> [Exercise instructions]:
Every line from the line containing "Exercise. Point out each instance of the wet" through the final line below is to be repeated exactly; no other line is.

> [Provided records]:
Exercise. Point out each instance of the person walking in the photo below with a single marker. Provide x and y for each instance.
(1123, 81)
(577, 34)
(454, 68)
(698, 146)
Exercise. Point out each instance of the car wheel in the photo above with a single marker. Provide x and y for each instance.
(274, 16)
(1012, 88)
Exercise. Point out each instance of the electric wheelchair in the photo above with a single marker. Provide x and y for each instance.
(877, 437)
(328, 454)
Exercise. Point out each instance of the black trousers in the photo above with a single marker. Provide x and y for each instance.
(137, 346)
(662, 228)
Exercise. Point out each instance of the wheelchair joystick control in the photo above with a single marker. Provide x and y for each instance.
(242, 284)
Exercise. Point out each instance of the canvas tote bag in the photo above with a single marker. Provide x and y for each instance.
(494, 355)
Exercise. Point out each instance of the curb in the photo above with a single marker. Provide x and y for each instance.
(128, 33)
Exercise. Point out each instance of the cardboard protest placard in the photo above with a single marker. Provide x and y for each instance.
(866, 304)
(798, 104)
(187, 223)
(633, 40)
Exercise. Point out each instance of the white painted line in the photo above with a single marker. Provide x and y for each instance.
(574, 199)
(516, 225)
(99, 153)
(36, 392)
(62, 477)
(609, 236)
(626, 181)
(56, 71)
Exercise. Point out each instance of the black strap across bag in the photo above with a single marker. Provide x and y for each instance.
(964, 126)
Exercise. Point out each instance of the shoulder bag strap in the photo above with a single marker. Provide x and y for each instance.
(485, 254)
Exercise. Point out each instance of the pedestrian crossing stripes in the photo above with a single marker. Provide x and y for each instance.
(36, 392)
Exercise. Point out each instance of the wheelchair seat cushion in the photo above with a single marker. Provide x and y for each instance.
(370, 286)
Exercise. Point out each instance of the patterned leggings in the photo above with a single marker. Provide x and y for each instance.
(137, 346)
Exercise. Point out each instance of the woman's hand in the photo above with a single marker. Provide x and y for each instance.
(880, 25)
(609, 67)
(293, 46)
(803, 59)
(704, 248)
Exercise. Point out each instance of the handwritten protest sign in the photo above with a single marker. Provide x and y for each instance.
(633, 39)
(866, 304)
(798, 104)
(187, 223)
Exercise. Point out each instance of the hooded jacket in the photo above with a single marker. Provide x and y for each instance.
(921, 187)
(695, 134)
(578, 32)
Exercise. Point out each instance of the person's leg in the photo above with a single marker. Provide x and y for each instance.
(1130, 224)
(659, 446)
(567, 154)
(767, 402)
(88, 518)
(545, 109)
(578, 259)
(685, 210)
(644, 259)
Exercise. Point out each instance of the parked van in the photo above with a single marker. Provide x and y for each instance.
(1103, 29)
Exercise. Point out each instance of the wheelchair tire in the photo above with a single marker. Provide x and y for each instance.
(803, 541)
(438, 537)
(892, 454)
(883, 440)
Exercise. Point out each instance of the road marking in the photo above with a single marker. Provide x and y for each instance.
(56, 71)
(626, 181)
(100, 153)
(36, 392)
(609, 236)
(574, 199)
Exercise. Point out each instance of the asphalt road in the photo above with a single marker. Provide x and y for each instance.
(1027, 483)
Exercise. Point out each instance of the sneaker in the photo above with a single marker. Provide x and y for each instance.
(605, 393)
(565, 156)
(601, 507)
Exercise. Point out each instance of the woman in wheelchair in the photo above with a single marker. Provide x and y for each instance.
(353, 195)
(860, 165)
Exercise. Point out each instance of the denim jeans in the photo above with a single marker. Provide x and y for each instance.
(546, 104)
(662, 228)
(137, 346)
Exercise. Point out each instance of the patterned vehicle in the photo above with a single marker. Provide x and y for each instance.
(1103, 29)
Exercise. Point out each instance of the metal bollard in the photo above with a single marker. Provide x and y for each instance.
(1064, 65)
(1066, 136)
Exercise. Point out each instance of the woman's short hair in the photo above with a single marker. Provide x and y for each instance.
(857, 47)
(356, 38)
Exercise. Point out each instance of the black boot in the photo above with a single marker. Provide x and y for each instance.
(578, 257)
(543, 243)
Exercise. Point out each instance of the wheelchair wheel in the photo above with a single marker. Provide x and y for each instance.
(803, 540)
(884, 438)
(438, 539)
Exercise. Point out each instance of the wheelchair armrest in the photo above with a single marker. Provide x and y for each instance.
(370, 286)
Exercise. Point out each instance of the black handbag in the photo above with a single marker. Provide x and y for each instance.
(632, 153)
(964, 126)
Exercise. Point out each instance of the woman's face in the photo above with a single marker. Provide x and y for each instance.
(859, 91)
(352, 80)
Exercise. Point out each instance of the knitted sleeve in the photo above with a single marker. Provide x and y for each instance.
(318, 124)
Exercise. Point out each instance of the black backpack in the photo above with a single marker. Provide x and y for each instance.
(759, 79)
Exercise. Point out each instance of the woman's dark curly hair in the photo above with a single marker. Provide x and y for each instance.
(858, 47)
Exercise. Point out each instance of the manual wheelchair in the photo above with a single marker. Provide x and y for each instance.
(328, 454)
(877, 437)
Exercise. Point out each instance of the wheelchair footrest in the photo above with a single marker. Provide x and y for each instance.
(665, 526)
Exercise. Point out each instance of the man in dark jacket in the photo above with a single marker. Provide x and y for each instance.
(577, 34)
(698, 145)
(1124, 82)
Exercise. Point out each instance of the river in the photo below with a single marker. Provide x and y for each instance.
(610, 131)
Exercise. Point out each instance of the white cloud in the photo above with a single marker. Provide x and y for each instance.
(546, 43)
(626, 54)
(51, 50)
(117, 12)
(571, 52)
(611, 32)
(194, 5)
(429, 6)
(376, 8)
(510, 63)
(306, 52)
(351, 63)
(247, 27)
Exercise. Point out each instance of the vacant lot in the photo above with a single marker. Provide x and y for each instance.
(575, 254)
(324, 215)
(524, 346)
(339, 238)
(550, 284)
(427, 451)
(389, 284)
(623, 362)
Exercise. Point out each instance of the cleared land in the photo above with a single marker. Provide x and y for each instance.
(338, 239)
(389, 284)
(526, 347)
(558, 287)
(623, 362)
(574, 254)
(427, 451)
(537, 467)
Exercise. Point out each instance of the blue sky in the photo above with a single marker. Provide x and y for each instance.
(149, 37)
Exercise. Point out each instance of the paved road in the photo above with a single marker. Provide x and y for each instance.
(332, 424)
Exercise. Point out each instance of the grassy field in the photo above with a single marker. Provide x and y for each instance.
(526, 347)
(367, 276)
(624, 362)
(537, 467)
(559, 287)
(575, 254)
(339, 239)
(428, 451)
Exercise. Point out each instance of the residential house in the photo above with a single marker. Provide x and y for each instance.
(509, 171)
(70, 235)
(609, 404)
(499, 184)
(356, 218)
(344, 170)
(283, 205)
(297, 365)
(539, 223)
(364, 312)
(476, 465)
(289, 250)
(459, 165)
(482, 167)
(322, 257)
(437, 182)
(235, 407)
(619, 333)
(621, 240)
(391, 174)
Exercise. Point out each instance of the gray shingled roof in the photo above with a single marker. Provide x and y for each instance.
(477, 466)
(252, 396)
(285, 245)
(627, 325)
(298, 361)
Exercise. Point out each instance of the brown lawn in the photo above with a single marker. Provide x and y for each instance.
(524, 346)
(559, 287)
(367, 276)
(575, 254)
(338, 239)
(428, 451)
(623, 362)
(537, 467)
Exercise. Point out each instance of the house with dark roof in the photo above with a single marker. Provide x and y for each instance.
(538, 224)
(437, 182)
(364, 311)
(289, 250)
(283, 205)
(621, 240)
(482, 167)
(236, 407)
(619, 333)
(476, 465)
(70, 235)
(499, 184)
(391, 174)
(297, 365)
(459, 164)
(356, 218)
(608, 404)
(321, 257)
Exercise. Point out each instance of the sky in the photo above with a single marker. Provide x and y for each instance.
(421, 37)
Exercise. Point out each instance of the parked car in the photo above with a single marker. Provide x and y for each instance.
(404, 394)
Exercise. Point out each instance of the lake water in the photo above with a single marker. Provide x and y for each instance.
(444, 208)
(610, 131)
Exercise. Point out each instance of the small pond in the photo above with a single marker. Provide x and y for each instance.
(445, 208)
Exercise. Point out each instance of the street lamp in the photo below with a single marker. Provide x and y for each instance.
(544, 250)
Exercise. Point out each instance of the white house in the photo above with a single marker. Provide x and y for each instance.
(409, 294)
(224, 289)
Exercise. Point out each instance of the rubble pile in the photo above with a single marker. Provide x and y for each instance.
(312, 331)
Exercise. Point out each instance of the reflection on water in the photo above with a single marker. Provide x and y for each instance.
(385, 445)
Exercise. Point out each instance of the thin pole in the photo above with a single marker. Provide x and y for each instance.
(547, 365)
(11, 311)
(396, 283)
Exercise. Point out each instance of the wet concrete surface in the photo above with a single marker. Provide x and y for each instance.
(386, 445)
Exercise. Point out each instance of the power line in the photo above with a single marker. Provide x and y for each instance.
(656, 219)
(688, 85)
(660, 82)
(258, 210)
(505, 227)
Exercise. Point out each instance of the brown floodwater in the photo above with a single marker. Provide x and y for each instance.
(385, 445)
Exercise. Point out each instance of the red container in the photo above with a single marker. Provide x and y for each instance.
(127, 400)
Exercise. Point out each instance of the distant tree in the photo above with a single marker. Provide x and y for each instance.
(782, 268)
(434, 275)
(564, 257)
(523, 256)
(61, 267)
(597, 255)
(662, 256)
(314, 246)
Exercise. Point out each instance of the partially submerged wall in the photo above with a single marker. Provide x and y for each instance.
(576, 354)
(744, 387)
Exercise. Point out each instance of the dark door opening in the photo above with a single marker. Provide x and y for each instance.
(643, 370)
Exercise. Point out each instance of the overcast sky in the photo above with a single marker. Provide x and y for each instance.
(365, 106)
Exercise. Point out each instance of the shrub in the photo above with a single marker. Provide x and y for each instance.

> [Full answer]:
Exercise. Point out each instance of the wet concrete surface in the photo above with a single marker. Provide x and y for each instance.
(386, 445)
Exercise. Point out each instance of the power line in the photo above with a single marker. Provide x and y for each instance.
(656, 219)
(688, 85)
(660, 82)
(258, 210)
(505, 227)
Exercise. Point out each instance of the brown floodwater in the photo above with a single marker. Provide x and y for each instance.
(385, 445)
Exercise. Point out each instance of the red container in the photo above with a single marker. Provide x and y for each instance.
(127, 400)
Exercise. Point out each instance of the distant tree in the photo above with a single marker. Provide x and y for each instance.
(782, 268)
(434, 275)
(564, 257)
(523, 256)
(61, 267)
(597, 255)
(662, 256)
(314, 246)
Exercise. Point out each instance of the partially submerged wall in the photo above with a single marker. Provide x and y for each instance.
(576, 354)
(744, 387)
Exercise. Point out each instance of the dark door opening in the photo above with a single marker. Provide x and y for each instance.
(643, 370)
Exercise. Point out each instance of the overcast sky in the photo above with a single marker. Provide x and y for each instance.
(365, 106)
Exercise. Point out each instance of the shrub in the photo above with a single marker. Provide x and y for each instance.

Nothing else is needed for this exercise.